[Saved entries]
Content starts
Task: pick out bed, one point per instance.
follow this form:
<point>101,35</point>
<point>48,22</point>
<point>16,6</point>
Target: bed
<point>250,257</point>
Content ends
WORK TO BE COMPLETED:
Restate the records in full, keeping every word as it is.

WRITTEN ANSWER:
Task: pick out bed, one point per instance.
follow this form:
<point>101,35</point>
<point>48,22</point>
<point>16,6</point>
Target: bed
<point>250,257</point>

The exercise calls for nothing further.